- [GOAL OF THE EXERCISE]
Output the material exactly, but drop every image it holds.

- [SUPPLIED RECORDS]
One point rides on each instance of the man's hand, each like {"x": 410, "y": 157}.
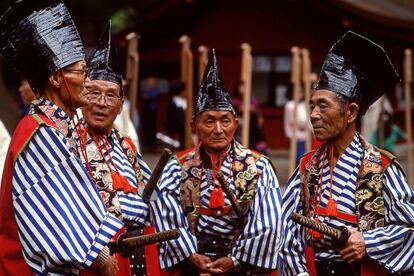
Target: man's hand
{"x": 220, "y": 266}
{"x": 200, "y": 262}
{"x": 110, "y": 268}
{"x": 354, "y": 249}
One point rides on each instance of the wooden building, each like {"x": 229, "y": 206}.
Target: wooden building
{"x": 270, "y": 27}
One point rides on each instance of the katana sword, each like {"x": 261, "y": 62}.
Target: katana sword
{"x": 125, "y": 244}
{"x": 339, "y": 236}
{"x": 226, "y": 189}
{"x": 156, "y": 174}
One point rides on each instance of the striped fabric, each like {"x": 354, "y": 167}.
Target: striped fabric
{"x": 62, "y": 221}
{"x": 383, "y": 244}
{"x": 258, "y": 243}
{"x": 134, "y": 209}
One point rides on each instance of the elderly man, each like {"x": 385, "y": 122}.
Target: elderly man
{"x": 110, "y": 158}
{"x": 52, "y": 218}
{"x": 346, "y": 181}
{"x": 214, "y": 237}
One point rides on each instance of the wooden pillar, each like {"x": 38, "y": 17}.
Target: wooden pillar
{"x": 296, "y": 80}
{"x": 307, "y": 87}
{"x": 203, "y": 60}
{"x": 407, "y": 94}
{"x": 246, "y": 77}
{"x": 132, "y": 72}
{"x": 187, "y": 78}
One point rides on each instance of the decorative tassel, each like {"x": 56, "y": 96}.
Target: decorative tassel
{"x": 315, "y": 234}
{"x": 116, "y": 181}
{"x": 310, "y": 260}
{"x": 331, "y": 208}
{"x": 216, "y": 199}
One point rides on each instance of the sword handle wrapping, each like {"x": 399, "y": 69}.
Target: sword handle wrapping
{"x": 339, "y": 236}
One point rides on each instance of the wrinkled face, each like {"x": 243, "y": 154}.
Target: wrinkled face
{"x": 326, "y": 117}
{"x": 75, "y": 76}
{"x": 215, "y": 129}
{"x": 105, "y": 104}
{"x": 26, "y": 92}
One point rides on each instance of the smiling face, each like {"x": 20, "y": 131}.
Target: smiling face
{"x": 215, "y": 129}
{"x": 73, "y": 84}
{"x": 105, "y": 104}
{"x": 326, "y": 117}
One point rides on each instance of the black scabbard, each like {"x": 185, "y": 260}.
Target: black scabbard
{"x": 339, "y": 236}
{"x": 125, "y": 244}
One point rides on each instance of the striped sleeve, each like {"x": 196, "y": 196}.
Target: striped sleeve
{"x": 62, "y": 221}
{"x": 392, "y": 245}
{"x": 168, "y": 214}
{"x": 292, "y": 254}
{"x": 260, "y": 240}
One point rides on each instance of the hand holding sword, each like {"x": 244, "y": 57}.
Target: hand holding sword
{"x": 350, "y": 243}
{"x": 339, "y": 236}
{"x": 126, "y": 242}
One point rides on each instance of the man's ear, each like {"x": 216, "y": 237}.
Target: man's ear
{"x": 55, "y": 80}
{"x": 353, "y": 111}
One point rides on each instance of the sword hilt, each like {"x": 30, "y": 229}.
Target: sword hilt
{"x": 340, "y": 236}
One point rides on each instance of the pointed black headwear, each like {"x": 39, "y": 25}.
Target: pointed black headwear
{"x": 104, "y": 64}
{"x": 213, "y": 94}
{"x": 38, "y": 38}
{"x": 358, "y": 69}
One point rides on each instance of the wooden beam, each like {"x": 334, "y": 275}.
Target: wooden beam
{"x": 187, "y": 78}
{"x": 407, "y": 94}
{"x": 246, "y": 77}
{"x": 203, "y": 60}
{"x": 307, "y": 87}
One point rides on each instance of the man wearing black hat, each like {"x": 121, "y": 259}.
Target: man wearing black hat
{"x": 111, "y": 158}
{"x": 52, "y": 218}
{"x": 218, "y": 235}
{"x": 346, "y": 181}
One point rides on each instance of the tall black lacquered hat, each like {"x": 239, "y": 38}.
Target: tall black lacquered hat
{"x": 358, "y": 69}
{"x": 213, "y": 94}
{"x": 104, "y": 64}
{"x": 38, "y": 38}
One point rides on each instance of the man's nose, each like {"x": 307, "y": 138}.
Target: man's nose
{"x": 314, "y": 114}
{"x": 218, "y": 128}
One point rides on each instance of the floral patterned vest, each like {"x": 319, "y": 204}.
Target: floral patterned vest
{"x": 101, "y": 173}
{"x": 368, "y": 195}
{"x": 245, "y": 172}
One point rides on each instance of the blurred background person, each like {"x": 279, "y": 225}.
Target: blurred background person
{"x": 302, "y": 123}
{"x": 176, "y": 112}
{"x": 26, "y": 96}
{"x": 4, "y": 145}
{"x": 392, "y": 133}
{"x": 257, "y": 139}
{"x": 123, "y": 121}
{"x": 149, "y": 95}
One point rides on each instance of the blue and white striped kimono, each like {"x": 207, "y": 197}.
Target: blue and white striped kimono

- [CORRECT ANSWER]
One point rides on each instance of the man's hand, each like {"x": 410, "y": 157}.
Target: man's hand
{"x": 220, "y": 266}
{"x": 200, "y": 262}
{"x": 110, "y": 268}
{"x": 354, "y": 249}
One point rides on each instance of the wooden building, each like {"x": 229, "y": 206}.
Target: wooden building
{"x": 270, "y": 27}
One point rides on each instance of the katana sword, each like {"x": 261, "y": 62}.
Target: katana sword
{"x": 125, "y": 244}
{"x": 339, "y": 236}
{"x": 226, "y": 189}
{"x": 156, "y": 174}
One point rides on each instance of the striped fabric, each like {"x": 354, "y": 167}.
Target: striped fabric
{"x": 62, "y": 221}
{"x": 383, "y": 244}
{"x": 258, "y": 243}
{"x": 134, "y": 209}
One point rides on each instance of the elderly man, each like {"x": 385, "y": 122}.
Target: elderly man
{"x": 110, "y": 158}
{"x": 52, "y": 218}
{"x": 346, "y": 181}
{"x": 214, "y": 237}
One point rides on each instance of the wooden pillar, each like {"x": 38, "y": 17}.
Target: wooden pillar
{"x": 296, "y": 80}
{"x": 307, "y": 87}
{"x": 203, "y": 60}
{"x": 407, "y": 94}
{"x": 246, "y": 77}
{"x": 132, "y": 72}
{"x": 187, "y": 78}
One point rides on each instance of the decorative tassel, each like {"x": 56, "y": 96}.
Target: decorative tassel
{"x": 315, "y": 234}
{"x": 116, "y": 181}
{"x": 310, "y": 260}
{"x": 331, "y": 208}
{"x": 216, "y": 199}
One point rides on each instance of the sword handle wrapping, each like {"x": 399, "y": 69}.
Target: sword handle wrapping
{"x": 339, "y": 236}
One point rides on each instance of the wrinkled face, each like {"x": 243, "y": 154}.
Target: wrinkled face
{"x": 326, "y": 117}
{"x": 75, "y": 76}
{"x": 215, "y": 129}
{"x": 105, "y": 104}
{"x": 26, "y": 92}
One point rides on each instance of the smiling face, each like {"x": 20, "y": 131}.
Target: smiling face
{"x": 215, "y": 129}
{"x": 73, "y": 84}
{"x": 105, "y": 104}
{"x": 326, "y": 117}
One point rides on each instance of the black scabbard, each like {"x": 185, "y": 260}.
Target: black scabbard
{"x": 339, "y": 236}
{"x": 125, "y": 244}
One point rides on each instance of the striped sleeve, each like {"x": 196, "y": 196}.
Target: striped sleeve
{"x": 62, "y": 221}
{"x": 392, "y": 245}
{"x": 168, "y": 214}
{"x": 292, "y": 254}
{"x": 260, "y": 240}
One point rides on each instance of the hand holding sword, each like {"x": 244, "y": 57}.
Target: hand holding sword
{"x": 350, "y": 243}
{"x": 339, "y": 236}
{"x": 126, "y": 242}
One point rides on each instance of the man's ear, each like {"x": 216, "y": 237}.
Target: man's ear
{"x": 55, "y": 80}
{"x": 353, "y": 111}
One point rides on each instance of the sword hilt, each like {"x": 30, "y": 229}.
Target: sword hilt
{"x": 340, "y": 236}
One point rides on each instance of the pointed black headwear, each like {"x": 39, "y": 25}.
Target: pointed black headwear
{"x": 104, "y": 64}
{"x": 213, "y": 94}
{"x": 38, "y": 38}
{"x": 358, "y": 69}
One point rides on each instance of the wooden beam, each like {"x": 334, "y": 275}.
Target: wooden beam
{"x": 187, "y": 78}
{"x": 407, "y": 94}
{"x": 246, "y": 77}
{"x": 203, "y": 60}
{"x": 307, "y": 87}
One point rides on each instance of the man wearing black hat, each like {"x": 121, "y": 259}.
Target: man wearing black hat
{"x": 111, "y": 158}
{"x": 52, "y": 218}
{"x": 218, "y": 235}
{"x": 346, "y": 181}
One point rides on each instance of the tall black lacquered hat, each like {"x": 239, "y": 38}.
Target: tall black lacquered hat
{"x": 358, "y": 69}
{"x": 213, "y": 94}
{"x": 104, "y": 64}
{"x": 38, "y": 38}
One point rides on each instance of the man's nose, each like {"x": 307, "y": 138}.
Target: man's nose
{"x": 314, "y": 114}
{"x": 218, "y": 128}
One point rides on each instance of the floral patterned vest, each like {"x": 319, "y": 204}.
Target: floral patterned vest
{"x": 101, "y": 173}
{"x": 368, "y": 195}
{"x": 245, "y": 172}
One point rides on each instance of the blurred background person, each like {"x": 279, "y": 225}.
Target: blurred background person
{"x": 302, "y": 123}
{"x": 176, "y": 112}
{"x": 26, "y": 96}
{"x": 4, "y": 145}
{"x": 392, "y": 133}
{"x": 257, "y": 139}
{"x": 123, "y": 121}
{"x": 149, "y": 95}
One point rides on each instance of the blue and white striped kimono, each like {"x": 207, "y": 197}.
Target: blue and white striped kimono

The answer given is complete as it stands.